→ Instructions to follow
Convert the lines below, from the line containing "like x=318, y=323." to the line containing "x=777, y=150", into a Markdown table with the columns Row and Line, omitting any blank lines.

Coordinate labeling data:

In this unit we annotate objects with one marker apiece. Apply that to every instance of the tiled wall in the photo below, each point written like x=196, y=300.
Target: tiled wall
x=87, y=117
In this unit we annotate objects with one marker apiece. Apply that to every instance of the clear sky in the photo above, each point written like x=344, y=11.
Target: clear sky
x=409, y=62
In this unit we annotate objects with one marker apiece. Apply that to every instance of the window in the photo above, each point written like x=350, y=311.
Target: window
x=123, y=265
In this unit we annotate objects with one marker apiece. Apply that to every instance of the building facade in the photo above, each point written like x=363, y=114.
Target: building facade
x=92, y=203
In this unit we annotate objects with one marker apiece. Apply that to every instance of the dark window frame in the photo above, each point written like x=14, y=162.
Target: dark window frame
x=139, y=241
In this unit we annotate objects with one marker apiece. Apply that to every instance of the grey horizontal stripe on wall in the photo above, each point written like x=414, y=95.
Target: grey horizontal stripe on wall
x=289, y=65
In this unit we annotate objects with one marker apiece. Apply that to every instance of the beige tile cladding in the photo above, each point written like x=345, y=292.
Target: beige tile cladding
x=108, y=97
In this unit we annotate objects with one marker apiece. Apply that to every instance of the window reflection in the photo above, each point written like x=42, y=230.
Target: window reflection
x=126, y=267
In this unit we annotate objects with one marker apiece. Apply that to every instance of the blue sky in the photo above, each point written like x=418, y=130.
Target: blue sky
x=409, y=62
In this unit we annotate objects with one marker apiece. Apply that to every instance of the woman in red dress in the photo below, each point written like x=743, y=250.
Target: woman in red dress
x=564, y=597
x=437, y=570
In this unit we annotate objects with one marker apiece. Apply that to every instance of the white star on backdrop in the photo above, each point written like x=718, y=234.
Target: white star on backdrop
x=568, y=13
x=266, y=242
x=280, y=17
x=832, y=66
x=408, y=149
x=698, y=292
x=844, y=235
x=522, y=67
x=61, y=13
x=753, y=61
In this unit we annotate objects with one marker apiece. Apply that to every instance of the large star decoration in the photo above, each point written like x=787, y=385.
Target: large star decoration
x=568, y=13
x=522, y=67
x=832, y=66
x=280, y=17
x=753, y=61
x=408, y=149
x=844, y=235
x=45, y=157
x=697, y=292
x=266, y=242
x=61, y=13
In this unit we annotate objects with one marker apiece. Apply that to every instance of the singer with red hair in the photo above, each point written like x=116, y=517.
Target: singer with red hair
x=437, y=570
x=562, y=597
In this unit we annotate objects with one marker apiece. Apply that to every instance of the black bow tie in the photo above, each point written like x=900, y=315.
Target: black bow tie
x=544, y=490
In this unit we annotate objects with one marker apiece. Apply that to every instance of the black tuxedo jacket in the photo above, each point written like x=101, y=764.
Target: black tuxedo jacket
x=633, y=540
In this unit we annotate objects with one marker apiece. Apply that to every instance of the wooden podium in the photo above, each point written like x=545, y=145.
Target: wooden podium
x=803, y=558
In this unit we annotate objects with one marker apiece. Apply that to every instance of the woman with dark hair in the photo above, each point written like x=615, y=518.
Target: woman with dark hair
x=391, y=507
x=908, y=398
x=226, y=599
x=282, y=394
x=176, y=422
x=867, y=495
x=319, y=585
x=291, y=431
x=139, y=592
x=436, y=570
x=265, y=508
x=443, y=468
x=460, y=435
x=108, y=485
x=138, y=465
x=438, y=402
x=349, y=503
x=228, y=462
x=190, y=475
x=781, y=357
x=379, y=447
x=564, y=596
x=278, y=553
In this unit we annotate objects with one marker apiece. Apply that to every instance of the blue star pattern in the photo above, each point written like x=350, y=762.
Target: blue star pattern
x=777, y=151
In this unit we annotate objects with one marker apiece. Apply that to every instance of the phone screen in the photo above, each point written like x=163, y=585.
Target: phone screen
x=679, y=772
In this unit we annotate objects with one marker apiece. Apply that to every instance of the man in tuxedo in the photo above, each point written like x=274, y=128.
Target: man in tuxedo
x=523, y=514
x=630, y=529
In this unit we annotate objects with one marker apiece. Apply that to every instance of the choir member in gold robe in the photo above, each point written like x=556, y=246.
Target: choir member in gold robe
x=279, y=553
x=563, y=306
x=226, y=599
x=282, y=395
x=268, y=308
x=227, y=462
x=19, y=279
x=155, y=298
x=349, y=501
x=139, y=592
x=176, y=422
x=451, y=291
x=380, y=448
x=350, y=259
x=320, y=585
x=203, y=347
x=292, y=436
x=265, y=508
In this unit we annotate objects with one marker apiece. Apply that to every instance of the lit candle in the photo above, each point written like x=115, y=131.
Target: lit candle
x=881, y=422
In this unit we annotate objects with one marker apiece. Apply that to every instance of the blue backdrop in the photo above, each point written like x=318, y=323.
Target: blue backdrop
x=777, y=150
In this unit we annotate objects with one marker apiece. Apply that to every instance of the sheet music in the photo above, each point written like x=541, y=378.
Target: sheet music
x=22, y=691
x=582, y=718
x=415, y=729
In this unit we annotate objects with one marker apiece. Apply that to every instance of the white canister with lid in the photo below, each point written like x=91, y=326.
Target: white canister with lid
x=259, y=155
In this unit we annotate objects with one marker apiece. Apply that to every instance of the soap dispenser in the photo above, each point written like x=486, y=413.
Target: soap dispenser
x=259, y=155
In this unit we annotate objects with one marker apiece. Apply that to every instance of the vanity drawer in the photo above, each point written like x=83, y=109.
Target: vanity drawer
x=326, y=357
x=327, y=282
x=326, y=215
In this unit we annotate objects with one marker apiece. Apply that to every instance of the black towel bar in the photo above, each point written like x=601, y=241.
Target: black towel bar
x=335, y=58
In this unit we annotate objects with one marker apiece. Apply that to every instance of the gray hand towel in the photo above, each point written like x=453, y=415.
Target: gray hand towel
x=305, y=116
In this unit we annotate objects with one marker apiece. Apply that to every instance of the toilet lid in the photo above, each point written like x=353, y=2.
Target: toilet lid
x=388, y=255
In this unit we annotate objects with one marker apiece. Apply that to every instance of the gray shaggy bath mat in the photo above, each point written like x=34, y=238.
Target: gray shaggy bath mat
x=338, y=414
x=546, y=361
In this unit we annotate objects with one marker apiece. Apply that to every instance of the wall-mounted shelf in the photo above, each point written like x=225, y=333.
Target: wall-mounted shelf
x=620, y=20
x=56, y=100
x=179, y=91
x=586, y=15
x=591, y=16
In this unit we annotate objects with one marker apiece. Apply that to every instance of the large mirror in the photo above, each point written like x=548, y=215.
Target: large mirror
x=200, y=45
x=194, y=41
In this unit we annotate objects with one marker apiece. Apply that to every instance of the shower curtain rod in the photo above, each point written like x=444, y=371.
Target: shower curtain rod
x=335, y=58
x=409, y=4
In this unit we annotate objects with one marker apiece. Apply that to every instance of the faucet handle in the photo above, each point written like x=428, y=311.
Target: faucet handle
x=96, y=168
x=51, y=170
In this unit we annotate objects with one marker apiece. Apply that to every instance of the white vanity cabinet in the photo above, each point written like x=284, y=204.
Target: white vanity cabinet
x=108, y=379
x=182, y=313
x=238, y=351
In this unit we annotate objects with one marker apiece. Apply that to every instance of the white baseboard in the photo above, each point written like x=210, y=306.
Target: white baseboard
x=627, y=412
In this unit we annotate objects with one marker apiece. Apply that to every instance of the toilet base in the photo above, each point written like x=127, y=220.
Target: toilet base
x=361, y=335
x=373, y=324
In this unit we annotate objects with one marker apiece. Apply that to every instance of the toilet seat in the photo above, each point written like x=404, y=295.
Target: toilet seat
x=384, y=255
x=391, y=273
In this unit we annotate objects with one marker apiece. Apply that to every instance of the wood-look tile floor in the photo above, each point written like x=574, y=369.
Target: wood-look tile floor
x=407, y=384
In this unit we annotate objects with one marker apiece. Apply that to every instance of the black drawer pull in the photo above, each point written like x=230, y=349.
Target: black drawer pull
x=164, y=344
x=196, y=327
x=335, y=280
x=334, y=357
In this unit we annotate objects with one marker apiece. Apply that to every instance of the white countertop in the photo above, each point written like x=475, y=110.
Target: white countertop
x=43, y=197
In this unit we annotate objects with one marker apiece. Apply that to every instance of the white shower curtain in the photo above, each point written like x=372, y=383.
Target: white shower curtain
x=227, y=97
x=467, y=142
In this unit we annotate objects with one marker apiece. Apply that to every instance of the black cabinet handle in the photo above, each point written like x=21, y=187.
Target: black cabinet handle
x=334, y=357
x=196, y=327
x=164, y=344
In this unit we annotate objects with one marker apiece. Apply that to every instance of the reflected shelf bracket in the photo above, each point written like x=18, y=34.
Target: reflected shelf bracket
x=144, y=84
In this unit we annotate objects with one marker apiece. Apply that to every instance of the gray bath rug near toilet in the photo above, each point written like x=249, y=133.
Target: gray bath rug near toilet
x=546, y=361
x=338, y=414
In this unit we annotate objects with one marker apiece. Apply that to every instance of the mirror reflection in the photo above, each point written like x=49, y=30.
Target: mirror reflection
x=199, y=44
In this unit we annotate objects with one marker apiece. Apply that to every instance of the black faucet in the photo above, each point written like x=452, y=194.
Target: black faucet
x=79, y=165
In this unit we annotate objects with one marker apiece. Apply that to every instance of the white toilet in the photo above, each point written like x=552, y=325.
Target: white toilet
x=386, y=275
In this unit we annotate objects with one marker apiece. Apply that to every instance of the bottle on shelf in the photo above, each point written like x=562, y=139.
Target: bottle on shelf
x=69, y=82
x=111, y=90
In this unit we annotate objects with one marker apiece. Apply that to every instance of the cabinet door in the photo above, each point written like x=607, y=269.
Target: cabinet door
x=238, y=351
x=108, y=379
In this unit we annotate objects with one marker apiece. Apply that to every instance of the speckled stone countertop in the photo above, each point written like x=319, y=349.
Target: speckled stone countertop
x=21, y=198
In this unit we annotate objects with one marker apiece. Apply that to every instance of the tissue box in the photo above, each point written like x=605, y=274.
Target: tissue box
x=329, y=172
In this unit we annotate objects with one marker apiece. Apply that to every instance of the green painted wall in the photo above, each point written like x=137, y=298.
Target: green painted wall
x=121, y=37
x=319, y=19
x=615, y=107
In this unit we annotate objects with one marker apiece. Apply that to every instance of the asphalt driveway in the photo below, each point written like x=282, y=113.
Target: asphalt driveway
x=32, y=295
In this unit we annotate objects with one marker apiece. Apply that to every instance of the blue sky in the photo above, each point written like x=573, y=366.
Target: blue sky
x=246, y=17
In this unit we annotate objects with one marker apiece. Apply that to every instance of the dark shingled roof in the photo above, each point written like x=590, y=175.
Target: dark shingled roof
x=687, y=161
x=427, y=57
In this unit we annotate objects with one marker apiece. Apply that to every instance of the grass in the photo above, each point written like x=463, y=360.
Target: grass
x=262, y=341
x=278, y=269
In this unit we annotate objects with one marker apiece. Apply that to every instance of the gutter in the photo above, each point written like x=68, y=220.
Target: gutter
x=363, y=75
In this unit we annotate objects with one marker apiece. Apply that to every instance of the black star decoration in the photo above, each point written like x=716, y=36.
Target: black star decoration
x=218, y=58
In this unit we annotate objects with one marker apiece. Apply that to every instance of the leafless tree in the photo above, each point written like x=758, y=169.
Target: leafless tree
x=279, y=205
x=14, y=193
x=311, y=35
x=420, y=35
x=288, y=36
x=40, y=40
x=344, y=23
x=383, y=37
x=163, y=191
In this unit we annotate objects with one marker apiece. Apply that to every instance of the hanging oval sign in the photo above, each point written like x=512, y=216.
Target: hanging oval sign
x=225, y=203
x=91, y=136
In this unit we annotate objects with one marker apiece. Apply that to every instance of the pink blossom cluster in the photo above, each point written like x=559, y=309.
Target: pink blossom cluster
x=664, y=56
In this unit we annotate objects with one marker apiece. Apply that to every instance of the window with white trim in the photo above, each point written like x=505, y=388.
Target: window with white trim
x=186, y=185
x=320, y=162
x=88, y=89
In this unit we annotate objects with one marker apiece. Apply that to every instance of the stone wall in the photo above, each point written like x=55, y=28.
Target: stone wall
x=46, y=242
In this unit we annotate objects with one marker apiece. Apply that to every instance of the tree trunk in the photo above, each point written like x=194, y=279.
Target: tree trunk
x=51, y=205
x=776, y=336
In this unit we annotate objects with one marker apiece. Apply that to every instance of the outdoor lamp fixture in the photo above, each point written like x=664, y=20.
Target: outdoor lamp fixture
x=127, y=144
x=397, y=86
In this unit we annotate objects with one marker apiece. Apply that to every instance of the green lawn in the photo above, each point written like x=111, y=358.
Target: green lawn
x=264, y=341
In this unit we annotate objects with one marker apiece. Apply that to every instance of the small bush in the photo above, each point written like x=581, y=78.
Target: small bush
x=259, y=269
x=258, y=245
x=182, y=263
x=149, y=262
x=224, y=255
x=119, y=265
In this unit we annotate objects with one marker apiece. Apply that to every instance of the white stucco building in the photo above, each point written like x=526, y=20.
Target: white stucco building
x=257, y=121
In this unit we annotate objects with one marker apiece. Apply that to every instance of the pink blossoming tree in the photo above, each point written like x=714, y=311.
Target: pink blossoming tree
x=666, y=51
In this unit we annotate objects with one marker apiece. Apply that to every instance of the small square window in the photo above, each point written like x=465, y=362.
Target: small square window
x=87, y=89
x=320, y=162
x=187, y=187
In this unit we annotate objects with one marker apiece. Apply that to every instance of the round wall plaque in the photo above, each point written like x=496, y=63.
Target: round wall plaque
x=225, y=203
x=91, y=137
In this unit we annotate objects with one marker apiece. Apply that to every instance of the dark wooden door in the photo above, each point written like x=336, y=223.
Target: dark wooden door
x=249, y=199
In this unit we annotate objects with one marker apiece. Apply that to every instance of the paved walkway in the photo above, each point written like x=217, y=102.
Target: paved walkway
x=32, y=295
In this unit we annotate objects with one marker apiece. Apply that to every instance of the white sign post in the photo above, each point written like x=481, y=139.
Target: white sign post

→ Final result
| Row | Line |
|---|---|
| 1 | In this unit we annotate objects with one marker apiece. Apply that to every instance of the blue backdrop in the photo above, each point written like x=318, y=323. |
| 2 | Target: blue backdrop |
| 3 | x=777, y=150 |